* **Problem to solve**: Carry on the account of Max Davidson's film career below, starting after its last sentence.

* **Quoted text**:
§
Max Davidson (May 23, 1875 – September 4, 1950) was a German-American film actor known for his comedic Jewish persona during the silent film era. With a career spanning over thirty years, Davidson appeared in over 180 films.

Career
Born in Berlin to Jewish parents, Davidson emigrated to the United States in the 1890s where he began working in stock theater and vaudeville. He entered silent movies in 1912. He made a series of films featuring the character Izzy for Reliance Pictures Company in 1914. The films included Izzy Gets the Wrong Bottle, Izzy and His Rival, Izzy and the Diamond, How Izzy Stuck to His Post, How Izzy Was Saved, Izzy, the Detective, Izzy's Night Out, Izzy, the Operator, and Izzy and the Bandit.

By the mid-teens, Davidson had appeared in his first feature film, Edward Dillon's Don Quixote (1915), followed by D.W. Griffith's Intolerance, and Tod Browning's Puppets (both 1916).

He starred alongside a young Jackie Coogan in a pair of silent features, The Rag Man (1923) and Old Clothes (1925).

In 1923, he appeared in the Mack Sennett feature The Extra Girl with Mabel Normand, and in 1927 made a rare starring feature at Columbia, Pleasure Before Business, as well as playing a somewhat more serious role as a servant in the Pola Negri WW1 vehicle Hotel Imperial.

In 1926 he began working for Hal Roach, playing stereotypical Jewish comic characters. After being featured in the Mabel Normand comedy Raggedy Rose, Davidson was given a short-subject series of his own, appearing as a woebegone, put-upon fellow in such titles as Jewish-Prudence and  Don't Tell Everything. He was also featured in other Hal Roach series, including the "female Laurel and Hardy" shorts co-starring Anita Garvin and Marion Byron. Davidson's best-known starring shorts are Call of the Cuckoo (1927), featuring cameos by Stan Laurel, Oliver Hardy, and Charley Chase; and the recently revived Pass the Gravy (1928), deemed "culturally significant" by the Library of Congress and selected for preservation in the National Film Registry.
§
* **Supplied entries**:
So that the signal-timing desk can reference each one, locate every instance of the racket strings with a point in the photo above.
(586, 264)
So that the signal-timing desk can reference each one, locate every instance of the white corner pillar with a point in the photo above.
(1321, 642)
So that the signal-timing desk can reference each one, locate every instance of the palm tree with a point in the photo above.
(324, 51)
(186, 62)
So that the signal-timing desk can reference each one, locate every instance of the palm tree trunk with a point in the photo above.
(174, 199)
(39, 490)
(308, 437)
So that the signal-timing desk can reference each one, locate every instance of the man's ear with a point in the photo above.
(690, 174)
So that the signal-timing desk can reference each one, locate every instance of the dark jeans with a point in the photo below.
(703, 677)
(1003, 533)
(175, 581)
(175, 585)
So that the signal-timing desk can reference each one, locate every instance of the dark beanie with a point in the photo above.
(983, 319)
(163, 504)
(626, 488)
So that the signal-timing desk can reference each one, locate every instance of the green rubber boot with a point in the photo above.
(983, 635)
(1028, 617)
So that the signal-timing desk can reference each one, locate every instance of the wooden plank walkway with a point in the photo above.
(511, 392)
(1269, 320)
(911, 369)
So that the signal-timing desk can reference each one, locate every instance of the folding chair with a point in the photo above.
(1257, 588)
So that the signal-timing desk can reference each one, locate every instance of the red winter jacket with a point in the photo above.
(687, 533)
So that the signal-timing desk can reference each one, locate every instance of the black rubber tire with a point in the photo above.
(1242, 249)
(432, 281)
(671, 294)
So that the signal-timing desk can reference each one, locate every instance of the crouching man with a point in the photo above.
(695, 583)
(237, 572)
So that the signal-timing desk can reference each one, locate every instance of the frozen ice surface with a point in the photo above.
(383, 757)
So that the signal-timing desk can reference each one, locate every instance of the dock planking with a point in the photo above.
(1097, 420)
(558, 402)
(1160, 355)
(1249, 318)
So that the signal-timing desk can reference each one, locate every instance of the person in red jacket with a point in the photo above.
§
* **Task response**:
Career decline
Max Davidson's exaggerated Jewish caricature was popular enough with audiences to sustain a string of silent shorts, but the coming of sound gave Davidson a voice. Although Davidson's native German accent was not so thick as to ruin his chances in talking pictures, his dialect gave his screen character a new and potentially offensive dimension, and Hal Roach forestalled any protests by discontinuing the series entirely. Davidson did appear in a few of Roach's earliest talkies, including the Edgar Kennedy short Hurdy Gurdy (1929) and the Our Gang short Moan and Groan, Inc. (1929). But Davidson's established ethnic character was too broad to survive as a starring attraction, and he spent the rest of his career playing bit roles almost exclusively.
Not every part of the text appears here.